# TASK GOAL
Copy the material below word for word, from its first line to its last.

# ITEMS

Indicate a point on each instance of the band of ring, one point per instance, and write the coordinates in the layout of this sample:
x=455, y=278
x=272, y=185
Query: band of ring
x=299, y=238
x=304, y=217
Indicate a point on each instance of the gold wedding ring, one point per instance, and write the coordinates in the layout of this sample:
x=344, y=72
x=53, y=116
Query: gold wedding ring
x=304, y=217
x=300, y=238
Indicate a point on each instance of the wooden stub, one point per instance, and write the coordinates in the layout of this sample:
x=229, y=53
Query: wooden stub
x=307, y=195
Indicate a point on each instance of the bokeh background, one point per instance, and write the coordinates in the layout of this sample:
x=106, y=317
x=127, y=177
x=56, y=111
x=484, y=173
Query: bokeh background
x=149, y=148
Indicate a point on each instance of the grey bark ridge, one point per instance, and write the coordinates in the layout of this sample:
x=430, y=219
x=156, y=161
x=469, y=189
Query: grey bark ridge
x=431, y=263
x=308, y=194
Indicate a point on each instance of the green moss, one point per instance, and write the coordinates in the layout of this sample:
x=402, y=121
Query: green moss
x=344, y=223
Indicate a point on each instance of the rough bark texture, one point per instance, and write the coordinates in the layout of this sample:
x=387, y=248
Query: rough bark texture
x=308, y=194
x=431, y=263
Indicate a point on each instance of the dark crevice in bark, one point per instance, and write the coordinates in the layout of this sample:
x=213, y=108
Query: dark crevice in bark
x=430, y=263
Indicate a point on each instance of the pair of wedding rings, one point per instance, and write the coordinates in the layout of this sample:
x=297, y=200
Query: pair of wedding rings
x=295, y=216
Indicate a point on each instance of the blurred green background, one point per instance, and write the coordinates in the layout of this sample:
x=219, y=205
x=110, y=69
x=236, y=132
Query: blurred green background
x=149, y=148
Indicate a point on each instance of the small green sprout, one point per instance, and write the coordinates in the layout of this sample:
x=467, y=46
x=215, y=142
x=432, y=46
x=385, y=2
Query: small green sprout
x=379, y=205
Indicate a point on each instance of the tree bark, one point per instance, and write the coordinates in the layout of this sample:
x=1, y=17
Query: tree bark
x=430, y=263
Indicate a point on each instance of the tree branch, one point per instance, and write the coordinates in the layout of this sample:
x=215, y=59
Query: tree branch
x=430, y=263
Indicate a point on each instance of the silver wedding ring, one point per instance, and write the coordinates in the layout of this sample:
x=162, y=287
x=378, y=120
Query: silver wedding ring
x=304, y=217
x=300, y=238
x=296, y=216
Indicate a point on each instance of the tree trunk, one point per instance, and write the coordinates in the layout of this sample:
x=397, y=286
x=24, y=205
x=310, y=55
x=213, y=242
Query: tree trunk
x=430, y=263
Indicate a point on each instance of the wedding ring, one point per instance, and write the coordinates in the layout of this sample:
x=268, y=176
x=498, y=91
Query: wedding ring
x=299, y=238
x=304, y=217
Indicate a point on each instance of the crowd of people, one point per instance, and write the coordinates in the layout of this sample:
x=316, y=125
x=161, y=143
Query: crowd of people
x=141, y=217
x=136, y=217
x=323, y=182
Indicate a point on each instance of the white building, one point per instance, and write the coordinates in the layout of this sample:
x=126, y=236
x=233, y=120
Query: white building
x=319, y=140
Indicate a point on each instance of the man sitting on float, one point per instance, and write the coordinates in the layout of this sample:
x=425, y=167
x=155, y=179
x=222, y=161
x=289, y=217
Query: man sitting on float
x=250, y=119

# TASK RESULT
Indicate a point on each instance of the band of ring, one point per instance, and write the coordinates in the layout of this sample:
x=455, y=278
x=272, y=185
Query: band of ring
x=299, y=238
x=304, y=217
Indicate a point on each instance of the gold wedding ring, one point per instance, and write the coordinates in the layout of this sample:
x=344, y=72
x=53, y=116
Query: gold wedding ring
x=304, y=217
x=300, y=238
Indicate a point on each instance of the wooden stub, one point per instance, and write the coordinates in the layout of this sample:
x=229, y=53
Query: wooden stub
x=307, y=195
Indicate a point on each instance of the bokeh background, one point per instance, and write the coordinates in the layout of this sample:
x=106, y=317
x=127, y=177
x=56, y=111
x=484, y=173
Query: bokeh background
x=149, y=148
Indicate a point on each instance of the grey bark ridge, one point per instance, and write the coordinates in the layout of this sample:
x=430, y=219
x=156, y=161
x=469, y=189
Query: grey bark ridge
x=431, y=263
x=308, y=194
Indicate a point on each instance of the green moss, one point per instance, and write the coordinates in the layout of this sample:
x=402, y=121
Query: green moss
x=344, y=223
Indicate a point on each instance of the rough bark texture, one point per instance, and write the coordinates in the layout of this sample:
x=387, y=248
Query: rough bark texture
x=308, y=194
x=431, y=263
Indicate a point on each instance of the dark crevice in bark, one point per instance, and write the coordinates in the layout of this sample:
x=213, y=108
Query: dark crevice in bark
x=430, y=263
Indicate a point on each instance of the pair of wedding rings, one point per instance, and write the coordinates in the layout of this sample:
x=297, y=200
Query: pair of wedding rings
x=295, y=216
Indicate a point on each instance of the blurred green background, one point per instance, and write the coordinates in the layout of this sample:
x=219, y=205
x=110, y=69
x=236, y=132
Query: blurred green background
x=149, y=148
Indicate a point on each instance of the small green sprout, one point per instance, and write the coordinates in the layout of this sample:
x=467, y=46
x=215, y=142
x=432, y=46
x=385, y=2
Query: small green sprout
x=379, y=205
Indicate a point on each instance of the tree bark, one point per instance, and write the coordinates in the layout of this sample:
x=1, y=17
Query: tree bark
x=430, y=263
Indicate a point on each instance of the tree branch, one point per instance, and write the coordinates in the layout of this sample:
x=215, y=59
Query: tree branch
x=430, y=263
Indicate a point on each instance of the silver wedding ring, one point per instance, and write the coordinates in the layout of this sample:
x=162, y=287
x=378, y=120
Query: silver wedding ring
x=304, y=217
x=300, y=238
x=296, y=216
Indicate a point on each instance of the tree trunk, one point per instance, and write the coordinates in the layout of this sample:
x=397, y=286
x=24, y=205
x=310, y=55
x=213, y=242
Query: tree trunk
x=430, y=263
Indicate a point on each instance of the wedding ring, one point per instance, and write the coordinates in the layout of this sample:
x=268, y=176
x=498, y=91
Query: wedding ring
x=299, y=238
x=304, y=217
Indicate a point on each instance of the crowd of people, one point per instance, and write the coordinates in the layout of this sample:
x=316, y=125
x=161, y=143
Query: crowd of people
x=141, y=217
x=136, y=217
x=323, y=182
Indicate a point on each instance of the white building, one point per instance, and write the coordinates in the layout of this sample:
x=126, y=236
x=233, y=120
Query: white building
x=319, y=140
Indicate a point on each instance of the man sitting on float, one point per instance, and write the coordinates in the layout of this sample:
x=425, y=167
x=155, y=179
x=222, y=161
x=289, y=217
Query: man sitting on float
x=250, y=119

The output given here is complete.